Physiotherapists are being urged to promote physical activity to their patients in an attempt to improve the health of individuals and of populations.
Leading physiotherapists from the UK, Canada and Australia led a symposium at the IFOMPT (International Federation of Orthopaedic Manipulative Physical Therapists) conference in Glasgow, suggesting strategies for getting patients active.
Debra Shirley, a senior lecturer in physiotherapy at the University of Sydney, said that physical activity was known to improve health. ‘We have a role to help people to do it, safely, and without injury. If it [physical activity] were a pill, after you got people to take it, we’d be on a healthier planet. But it’s not as easy as taking a pill, and that’s the challenge we have in getting people to be more active.’
While population-level health strategies and policies are effective, one-to-one interventions in primary care are valuable in promoting physical activity, she said.
She urged physiotherapists to make this part of the discussion with patients, and even to set aside time to talk about goals and how to achieve them.
Elizabeth Dean, adjunct professor in physical therapy at The University of British Columbia, said that sedentary behaviour was an independent risk, even if people took part in physical activity. She urged physiotherapists to promote the value of even micro-burst of exercise, such as taking a short walk every hour.
Ann Moore, professor of physiotherapy at the University of Brighton, called for tailored interventions, education, advice and ensuring full understanding between health professionals and patients.

Items contained in a dataset:
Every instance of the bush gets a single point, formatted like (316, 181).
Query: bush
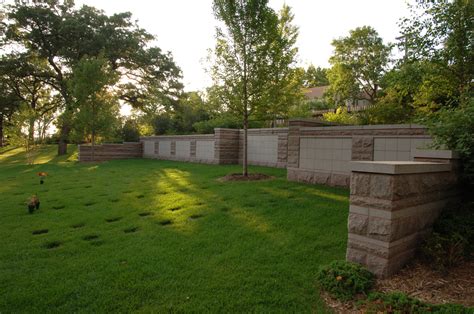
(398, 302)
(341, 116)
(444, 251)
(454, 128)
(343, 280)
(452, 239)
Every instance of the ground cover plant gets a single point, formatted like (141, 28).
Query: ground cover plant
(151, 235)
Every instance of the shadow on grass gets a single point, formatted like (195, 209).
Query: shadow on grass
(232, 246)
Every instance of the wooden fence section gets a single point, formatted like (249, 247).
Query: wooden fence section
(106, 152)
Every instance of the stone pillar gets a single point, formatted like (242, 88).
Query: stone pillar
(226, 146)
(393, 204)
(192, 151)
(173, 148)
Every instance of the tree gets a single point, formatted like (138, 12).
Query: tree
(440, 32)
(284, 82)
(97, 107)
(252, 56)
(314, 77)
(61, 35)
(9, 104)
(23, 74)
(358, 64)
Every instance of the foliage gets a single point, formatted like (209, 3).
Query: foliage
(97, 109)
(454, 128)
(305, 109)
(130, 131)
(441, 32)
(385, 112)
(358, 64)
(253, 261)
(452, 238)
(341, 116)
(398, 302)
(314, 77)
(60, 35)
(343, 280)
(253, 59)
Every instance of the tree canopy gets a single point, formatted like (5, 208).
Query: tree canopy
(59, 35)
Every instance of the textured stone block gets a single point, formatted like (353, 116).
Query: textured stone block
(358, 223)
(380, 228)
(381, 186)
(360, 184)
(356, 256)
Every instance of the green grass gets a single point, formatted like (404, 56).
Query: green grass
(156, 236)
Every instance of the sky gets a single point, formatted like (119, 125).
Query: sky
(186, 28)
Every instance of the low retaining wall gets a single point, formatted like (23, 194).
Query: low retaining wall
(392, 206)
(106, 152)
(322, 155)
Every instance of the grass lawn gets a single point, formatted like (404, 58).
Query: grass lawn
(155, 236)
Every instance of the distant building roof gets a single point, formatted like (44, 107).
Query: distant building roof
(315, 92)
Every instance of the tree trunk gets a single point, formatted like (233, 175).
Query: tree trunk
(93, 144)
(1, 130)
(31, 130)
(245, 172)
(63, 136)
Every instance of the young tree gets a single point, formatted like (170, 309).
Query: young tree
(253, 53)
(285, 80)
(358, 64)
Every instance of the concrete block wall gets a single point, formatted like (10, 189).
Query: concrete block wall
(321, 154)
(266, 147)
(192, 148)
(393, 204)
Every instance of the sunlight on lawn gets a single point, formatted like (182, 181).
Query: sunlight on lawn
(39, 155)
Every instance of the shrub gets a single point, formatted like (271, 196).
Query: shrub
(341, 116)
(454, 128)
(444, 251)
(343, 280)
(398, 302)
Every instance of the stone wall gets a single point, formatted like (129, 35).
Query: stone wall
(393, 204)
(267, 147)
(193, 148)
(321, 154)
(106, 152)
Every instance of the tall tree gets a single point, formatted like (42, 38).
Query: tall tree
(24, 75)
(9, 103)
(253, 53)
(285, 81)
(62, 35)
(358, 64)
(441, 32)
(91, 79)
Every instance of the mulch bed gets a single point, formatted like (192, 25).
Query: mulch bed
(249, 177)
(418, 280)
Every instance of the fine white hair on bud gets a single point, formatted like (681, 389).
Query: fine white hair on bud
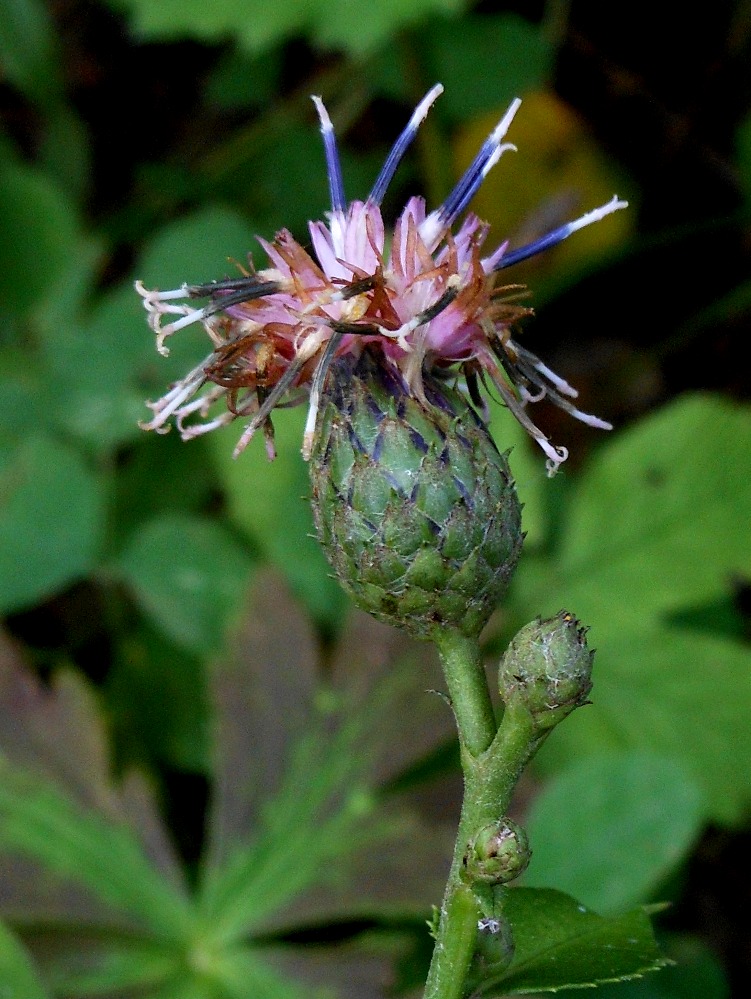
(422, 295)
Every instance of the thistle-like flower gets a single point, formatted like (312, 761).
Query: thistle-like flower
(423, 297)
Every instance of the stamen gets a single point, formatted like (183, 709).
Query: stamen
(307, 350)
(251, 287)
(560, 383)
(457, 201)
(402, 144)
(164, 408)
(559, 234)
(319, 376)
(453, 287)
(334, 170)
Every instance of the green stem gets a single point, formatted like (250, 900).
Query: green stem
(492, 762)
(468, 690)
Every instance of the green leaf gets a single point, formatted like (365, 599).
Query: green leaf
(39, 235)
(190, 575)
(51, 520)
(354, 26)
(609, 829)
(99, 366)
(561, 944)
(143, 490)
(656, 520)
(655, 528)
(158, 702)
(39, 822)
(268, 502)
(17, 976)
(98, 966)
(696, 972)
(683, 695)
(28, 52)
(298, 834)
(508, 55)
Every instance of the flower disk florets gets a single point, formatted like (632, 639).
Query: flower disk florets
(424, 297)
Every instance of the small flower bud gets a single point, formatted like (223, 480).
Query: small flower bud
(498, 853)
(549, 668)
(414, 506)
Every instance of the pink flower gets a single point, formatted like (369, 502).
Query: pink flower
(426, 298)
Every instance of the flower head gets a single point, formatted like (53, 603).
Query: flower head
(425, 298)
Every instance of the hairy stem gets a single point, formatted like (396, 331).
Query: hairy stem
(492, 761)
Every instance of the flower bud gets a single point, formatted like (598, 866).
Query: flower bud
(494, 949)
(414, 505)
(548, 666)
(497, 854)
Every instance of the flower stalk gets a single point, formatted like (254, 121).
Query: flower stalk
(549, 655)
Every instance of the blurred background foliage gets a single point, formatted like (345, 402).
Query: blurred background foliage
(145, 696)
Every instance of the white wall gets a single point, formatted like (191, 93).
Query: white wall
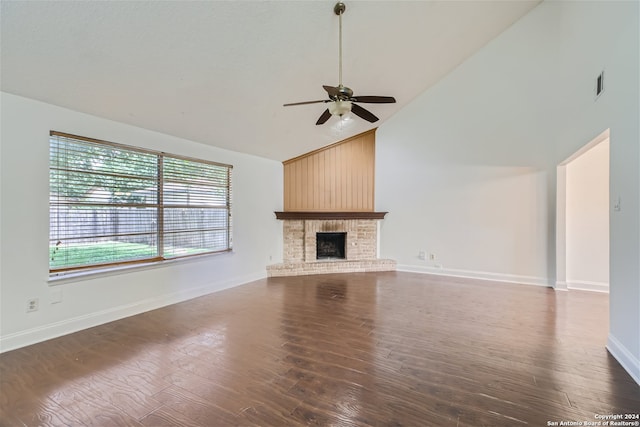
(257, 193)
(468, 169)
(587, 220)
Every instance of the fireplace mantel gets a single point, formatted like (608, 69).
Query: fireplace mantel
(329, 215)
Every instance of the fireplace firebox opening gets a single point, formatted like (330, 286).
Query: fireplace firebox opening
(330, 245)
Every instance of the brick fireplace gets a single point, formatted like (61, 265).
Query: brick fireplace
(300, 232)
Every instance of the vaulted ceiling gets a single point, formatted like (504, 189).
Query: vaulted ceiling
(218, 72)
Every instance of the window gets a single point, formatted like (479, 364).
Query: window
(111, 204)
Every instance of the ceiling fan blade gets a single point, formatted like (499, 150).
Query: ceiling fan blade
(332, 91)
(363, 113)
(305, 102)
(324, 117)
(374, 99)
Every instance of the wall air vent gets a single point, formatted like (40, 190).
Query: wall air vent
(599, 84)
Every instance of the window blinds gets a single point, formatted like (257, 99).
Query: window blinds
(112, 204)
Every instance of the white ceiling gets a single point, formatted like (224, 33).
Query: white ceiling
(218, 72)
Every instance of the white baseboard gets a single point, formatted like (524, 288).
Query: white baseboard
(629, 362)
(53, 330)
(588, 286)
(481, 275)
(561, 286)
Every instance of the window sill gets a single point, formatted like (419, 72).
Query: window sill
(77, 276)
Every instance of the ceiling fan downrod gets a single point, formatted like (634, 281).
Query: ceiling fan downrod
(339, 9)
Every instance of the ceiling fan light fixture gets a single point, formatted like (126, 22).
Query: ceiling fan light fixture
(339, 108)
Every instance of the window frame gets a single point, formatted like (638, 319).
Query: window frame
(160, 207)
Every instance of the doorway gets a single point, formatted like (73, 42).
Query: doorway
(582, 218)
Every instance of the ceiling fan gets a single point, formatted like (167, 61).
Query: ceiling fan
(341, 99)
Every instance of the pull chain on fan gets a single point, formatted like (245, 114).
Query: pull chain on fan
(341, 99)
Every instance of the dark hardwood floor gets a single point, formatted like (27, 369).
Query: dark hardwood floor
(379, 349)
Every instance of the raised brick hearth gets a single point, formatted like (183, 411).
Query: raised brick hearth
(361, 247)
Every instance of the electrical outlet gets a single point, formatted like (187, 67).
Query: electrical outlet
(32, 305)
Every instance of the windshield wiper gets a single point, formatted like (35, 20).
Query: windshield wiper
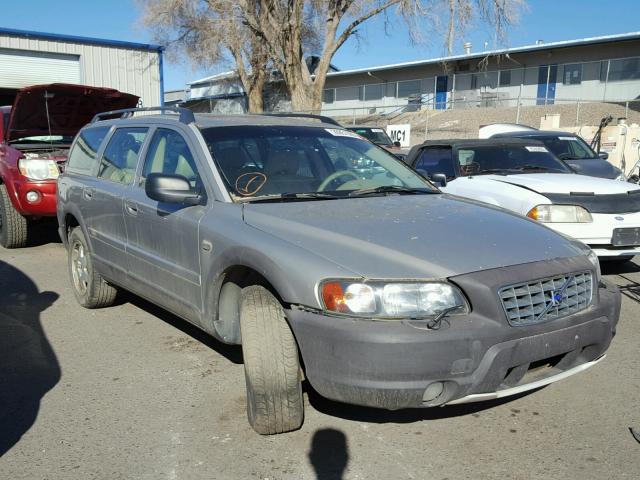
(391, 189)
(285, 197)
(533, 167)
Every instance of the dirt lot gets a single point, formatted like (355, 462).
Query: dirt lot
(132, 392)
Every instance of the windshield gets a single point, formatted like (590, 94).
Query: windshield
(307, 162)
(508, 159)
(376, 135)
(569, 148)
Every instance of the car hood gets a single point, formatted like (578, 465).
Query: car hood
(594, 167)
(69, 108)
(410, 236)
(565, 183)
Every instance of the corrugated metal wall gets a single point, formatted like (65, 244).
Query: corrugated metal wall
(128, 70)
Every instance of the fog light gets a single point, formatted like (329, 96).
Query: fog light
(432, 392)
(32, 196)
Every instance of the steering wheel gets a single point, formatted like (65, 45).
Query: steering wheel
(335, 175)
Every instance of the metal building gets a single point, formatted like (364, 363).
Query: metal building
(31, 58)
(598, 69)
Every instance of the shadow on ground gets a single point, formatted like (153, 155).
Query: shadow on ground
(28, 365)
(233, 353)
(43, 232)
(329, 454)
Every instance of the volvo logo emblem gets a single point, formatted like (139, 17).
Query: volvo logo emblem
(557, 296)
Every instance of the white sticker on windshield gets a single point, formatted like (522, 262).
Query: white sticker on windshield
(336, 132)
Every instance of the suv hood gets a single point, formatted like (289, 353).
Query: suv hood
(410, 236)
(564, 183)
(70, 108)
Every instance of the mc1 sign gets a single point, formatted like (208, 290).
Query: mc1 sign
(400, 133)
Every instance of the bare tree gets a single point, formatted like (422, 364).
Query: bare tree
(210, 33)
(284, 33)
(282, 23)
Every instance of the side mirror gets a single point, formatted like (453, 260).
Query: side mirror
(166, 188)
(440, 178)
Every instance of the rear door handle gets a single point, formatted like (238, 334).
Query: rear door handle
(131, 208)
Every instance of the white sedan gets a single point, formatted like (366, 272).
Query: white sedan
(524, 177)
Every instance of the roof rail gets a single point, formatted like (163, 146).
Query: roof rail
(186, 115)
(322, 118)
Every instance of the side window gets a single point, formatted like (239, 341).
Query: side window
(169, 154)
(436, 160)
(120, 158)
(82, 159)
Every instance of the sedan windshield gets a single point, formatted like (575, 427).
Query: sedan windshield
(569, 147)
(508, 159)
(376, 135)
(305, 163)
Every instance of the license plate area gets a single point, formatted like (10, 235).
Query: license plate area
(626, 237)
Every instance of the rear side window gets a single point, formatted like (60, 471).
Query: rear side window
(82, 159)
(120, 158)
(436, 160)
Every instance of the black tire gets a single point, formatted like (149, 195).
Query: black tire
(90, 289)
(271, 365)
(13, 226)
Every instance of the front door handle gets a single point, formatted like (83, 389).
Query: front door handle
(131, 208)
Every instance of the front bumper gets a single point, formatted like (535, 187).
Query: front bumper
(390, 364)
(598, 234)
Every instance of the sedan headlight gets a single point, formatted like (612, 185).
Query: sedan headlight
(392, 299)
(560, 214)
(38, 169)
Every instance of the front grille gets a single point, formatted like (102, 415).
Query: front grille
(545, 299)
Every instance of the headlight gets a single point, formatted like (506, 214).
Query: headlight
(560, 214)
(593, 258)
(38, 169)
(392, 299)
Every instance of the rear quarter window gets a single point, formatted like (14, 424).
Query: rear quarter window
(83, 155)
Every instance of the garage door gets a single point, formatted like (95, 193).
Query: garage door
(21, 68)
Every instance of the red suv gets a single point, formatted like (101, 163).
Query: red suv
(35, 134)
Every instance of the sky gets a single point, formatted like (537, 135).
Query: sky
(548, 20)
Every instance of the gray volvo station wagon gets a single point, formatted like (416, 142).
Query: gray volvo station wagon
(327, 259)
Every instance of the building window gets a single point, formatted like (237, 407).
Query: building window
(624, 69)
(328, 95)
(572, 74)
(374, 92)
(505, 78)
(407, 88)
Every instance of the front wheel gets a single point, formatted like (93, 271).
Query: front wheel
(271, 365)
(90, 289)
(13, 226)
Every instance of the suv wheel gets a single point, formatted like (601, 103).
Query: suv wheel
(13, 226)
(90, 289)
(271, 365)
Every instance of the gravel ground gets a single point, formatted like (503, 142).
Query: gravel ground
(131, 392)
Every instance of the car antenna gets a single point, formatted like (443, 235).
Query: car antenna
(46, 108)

WORK TASK: Repeat the full text of the article above on physiotherapists promoting physical activity, word for word.

RESULT OF THE TASK:
Physiotherapists are being urged to promote physical activity to their patients in an attempt to improve the health of individuals and of populations.
Leading physiotherapists from the UK, Canada and Australia led a symposium at the IFOMPT (International Federation of Orthopaedic Manipulative Physical Therapists) conference in Glasgow, suggesting strategies for getting patients active.
Debra Shirley, a senior lecturer in physiotherapy at the University of Sydney, said that physical activity was known to improve health. ‘We have a role to help people to do it, safely, and without injury. If it [physical activity] were a pill, after you got people to take it, we’d be on a healthier planet. But it’s not as easy as taking a pill, and that’s the challenge we have in getting people to be more active.’
While population-level health strategies and policies are effective, one-to-one interventions in primary care are valuable in promoting physical activity, she said.
She urged physiotherapists to make this part of the discussion with patients, and even to set aside time to talk about goals and how to achieve them.
Elizabeth Dean, adjunct professor in physical therapy at The University of British Columbia, said that sedentary behaviour was an independent risk, even if people took part in physical activity. She urged physiotherapists to promote the value of even micro-burst of exercise, such as taking a short walk every hour.
Ann Moore, professor of physiotherapy at the University of Brighton, called for tailored interventions, education, advice and ensuring full understanding between health professionals and patients.